Libros y corazas
[Por E.H.L. para La Semana]
Salí de la redacción luego de entregar mi trabajo. Me sentía ciertamente contrariado. Pensé por un momento que la semana había proporcionado suficiente material y que expresar todos los temas, en los que pude involucrarme emocionalmente, no resultaba posible ya que la vorágine informativa impone una selección que inevitablemente, para quienes desarrollamos la información, nos resulta arbitraria. Es un tema recurrente en toda redacción a la hora del cierre y todo se resume, finalmente, a que entra y que no. No es un trabajo sencillo, para un editor, tener que decidir y no envidiaba la posición de Gustavo. Esa contrariedad y esos pensamientos me depositaron, sin que lo advirtiera en el “Café de lo Jueves”.
Freddy, que manejaba la bandeja con destreza, me sirvió mi cortado liviano al tiempo que apoyaba mi humanidad sobre la silla.
“Lo vi llegar, dijo Freddy, y anticipe su pedido”, agregó.
“Bien, dije, llevá el cortado y servime un coñac”. Lo mire con adustes solo para fastidiarlo y luego, ante su rostro asombrado, reí y le dije que el coñac era para Félix que ya se encaminaba hacía “nuestra mesa”.

CONSIGNA PLANTEADA: Retoma el relato sobre la tarde en el café y continúalo a partir de su última oración.

[Entradas para señalar objetos nombrados]
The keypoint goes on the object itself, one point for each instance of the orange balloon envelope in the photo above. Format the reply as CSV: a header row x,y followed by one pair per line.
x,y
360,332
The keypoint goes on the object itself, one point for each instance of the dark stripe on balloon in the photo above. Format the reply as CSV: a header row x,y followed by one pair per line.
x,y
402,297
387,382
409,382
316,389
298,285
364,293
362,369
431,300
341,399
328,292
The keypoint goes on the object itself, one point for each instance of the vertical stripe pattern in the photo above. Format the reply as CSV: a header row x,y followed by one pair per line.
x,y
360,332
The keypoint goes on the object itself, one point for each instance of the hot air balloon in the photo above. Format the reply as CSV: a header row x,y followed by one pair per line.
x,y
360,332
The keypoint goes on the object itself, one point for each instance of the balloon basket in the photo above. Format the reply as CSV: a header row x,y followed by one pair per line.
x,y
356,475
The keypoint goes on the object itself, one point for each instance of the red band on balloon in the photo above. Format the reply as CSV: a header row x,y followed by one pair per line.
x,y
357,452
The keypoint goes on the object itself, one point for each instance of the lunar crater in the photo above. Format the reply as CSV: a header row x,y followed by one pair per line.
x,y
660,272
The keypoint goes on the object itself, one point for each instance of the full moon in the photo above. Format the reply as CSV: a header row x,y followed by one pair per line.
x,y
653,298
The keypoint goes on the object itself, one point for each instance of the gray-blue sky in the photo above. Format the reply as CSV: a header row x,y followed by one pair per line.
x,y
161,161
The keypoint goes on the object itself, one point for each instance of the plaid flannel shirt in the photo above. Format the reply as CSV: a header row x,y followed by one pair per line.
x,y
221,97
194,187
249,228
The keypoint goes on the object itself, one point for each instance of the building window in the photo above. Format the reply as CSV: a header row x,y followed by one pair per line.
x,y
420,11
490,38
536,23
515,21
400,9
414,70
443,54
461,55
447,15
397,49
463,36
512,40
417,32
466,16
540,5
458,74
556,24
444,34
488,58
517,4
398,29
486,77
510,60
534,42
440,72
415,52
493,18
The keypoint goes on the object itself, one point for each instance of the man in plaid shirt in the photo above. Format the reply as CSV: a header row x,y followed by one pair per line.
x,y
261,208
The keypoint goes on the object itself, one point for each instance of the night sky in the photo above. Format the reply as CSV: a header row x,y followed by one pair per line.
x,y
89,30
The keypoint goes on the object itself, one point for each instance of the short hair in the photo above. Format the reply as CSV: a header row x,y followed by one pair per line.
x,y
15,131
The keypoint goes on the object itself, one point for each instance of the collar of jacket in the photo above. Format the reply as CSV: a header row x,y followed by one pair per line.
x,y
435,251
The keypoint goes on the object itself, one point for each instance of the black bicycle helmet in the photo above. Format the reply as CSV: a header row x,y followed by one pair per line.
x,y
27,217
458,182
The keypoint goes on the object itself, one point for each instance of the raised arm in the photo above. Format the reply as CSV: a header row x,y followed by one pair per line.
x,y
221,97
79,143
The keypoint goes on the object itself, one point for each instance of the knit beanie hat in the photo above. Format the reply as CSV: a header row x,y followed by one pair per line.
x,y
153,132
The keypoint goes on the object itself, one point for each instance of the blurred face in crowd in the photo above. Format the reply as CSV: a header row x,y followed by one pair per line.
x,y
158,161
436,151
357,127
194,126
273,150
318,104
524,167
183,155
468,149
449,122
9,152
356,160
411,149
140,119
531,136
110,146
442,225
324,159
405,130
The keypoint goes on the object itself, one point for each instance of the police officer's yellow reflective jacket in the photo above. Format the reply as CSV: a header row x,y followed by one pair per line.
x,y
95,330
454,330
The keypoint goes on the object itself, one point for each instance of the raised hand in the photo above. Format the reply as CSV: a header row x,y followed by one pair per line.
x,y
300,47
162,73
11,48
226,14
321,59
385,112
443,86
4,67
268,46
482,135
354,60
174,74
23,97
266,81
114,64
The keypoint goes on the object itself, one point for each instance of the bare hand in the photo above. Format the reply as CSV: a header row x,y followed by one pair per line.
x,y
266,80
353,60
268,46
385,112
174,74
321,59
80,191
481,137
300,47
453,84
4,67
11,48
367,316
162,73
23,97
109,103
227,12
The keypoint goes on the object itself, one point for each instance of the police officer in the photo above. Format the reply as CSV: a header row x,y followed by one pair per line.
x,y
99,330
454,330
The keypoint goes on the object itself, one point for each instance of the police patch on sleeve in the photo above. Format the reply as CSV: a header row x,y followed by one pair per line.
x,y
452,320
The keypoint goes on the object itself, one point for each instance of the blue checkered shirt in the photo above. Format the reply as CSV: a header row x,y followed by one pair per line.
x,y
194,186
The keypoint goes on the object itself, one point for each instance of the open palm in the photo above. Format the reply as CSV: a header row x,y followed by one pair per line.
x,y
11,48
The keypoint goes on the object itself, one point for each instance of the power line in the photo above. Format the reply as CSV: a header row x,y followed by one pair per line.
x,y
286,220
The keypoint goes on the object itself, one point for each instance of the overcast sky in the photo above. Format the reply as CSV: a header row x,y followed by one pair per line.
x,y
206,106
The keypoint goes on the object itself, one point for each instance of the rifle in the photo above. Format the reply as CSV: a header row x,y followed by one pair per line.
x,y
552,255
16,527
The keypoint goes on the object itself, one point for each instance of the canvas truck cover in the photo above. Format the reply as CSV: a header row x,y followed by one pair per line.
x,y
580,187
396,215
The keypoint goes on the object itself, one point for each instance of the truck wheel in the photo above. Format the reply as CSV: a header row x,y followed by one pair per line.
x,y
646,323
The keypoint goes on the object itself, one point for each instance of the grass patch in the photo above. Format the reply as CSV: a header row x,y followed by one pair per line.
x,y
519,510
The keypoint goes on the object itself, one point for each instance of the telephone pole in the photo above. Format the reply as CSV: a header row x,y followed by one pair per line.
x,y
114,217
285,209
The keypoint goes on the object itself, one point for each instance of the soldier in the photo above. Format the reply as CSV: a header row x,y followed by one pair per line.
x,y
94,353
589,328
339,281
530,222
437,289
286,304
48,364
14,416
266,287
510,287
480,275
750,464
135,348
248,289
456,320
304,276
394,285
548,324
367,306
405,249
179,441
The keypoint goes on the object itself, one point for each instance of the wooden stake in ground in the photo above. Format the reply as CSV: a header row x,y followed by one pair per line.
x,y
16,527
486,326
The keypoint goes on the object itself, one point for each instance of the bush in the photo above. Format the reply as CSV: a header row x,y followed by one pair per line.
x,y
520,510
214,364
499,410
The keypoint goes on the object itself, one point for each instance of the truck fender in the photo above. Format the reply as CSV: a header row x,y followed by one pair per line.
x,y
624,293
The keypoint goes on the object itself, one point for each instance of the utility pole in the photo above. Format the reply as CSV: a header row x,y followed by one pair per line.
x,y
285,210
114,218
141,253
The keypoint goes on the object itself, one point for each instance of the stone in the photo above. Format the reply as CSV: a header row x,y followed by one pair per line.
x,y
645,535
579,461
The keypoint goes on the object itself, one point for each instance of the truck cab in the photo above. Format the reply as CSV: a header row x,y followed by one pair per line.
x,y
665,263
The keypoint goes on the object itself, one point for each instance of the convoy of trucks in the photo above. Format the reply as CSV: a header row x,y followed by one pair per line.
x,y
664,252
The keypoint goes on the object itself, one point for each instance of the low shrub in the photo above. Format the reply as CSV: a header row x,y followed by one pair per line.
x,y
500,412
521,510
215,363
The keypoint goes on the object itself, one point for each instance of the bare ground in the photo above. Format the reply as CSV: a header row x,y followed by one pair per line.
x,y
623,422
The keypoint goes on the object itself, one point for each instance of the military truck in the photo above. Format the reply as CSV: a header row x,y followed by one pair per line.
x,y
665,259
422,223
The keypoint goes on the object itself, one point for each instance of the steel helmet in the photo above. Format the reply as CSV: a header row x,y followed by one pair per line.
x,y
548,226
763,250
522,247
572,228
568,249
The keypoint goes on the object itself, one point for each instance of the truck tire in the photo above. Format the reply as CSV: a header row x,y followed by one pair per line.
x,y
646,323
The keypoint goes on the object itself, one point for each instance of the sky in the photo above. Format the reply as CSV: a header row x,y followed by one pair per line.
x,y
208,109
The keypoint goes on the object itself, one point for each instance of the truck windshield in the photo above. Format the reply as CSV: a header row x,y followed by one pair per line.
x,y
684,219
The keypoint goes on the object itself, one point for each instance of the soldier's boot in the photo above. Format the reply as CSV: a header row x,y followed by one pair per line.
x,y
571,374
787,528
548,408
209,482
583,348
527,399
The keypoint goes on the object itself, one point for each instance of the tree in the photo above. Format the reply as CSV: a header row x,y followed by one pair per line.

EN RESPUESTA:
Al cabo Daniel, Bernardo, Omar y José completaron la escenografía.
“Que semanita”, dijo José.
“Si”, replico Omar, y agregó, “como maza sin levadura, puro engrudo”.
Félix soltó la carcajada y le salió coñac por la nariz.
Bernardo dijo: Daniel espolvorea maicena pero Félix es un “cafishio” que esparce sublime licor sobre nuestras vestiduras.
Daniel expresó: “vendita maicena y no ceniza volcánica”.
Félix tomó el tema del volcán chileno Chainten y dijo: Que poco hace falta para ver, tan nítidamente, la naturaleza humana. Ví y sentí la angustia de esas personas que debieron abandonar sus hogares. “Yo nací aquí” decían unos y marchaban abrumados. Comprendí, continuó, como puede afectar el alma humana el destierro, por más transitorio que parezca.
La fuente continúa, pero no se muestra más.